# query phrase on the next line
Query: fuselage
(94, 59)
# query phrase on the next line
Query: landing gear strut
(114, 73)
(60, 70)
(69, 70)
■ ■ ■ ■ ■
● **ABOUT THIS EXERCISE**: The required output is an exact retyping of the lines from the one that contains "Query: fuselage" through the last line of the material above.

● **ANSWER FOR THIS EXERCISE**:
Query: fuselage
(94, 59)
# query phrase on the next line
Query: landing gear strut
(114, 73)
(60, 70)
(69, 70)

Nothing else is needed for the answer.